[Natural language region descriptions]
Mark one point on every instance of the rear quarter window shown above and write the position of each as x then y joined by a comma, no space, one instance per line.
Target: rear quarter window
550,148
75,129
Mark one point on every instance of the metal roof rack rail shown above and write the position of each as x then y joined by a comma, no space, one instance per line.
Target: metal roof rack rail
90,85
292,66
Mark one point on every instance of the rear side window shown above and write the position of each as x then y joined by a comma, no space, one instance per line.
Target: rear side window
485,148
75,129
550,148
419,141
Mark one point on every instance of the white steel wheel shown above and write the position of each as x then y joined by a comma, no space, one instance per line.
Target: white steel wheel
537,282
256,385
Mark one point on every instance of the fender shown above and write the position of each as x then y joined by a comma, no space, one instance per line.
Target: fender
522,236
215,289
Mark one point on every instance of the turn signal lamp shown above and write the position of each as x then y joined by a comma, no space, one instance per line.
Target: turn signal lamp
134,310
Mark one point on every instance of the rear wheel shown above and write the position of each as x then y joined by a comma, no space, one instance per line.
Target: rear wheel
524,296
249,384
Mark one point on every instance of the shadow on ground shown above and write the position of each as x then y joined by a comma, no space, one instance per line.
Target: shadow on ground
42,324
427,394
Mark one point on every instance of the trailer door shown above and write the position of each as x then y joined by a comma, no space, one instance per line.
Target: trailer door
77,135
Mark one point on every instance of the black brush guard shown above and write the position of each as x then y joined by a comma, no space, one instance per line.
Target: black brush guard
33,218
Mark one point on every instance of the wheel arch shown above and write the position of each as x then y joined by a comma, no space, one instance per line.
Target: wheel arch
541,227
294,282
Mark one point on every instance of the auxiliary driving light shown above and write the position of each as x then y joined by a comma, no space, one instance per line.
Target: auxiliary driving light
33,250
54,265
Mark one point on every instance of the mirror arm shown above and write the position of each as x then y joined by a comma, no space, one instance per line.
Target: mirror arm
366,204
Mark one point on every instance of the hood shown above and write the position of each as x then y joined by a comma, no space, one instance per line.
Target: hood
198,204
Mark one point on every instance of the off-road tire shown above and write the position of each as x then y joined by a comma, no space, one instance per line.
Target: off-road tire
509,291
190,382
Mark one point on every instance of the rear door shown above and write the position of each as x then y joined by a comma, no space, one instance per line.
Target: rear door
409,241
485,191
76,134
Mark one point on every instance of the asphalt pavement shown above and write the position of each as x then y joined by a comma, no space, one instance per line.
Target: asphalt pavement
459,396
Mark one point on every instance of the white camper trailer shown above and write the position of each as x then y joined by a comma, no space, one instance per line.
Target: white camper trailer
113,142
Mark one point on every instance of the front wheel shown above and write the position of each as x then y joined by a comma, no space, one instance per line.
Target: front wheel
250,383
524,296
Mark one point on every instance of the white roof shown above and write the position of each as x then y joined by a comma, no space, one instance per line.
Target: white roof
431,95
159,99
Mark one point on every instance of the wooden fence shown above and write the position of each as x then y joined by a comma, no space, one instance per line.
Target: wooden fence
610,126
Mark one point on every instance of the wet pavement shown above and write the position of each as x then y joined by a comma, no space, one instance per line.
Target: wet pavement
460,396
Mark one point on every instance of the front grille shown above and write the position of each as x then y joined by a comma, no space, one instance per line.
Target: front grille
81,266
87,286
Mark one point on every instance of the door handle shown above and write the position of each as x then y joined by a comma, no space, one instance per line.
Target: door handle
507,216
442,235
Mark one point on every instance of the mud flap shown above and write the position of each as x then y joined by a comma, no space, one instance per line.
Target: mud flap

WHAT THIS TASK INVOLVES: How many of the lines above include the word "flap"? Respond with the number alone.

ANSWER: 2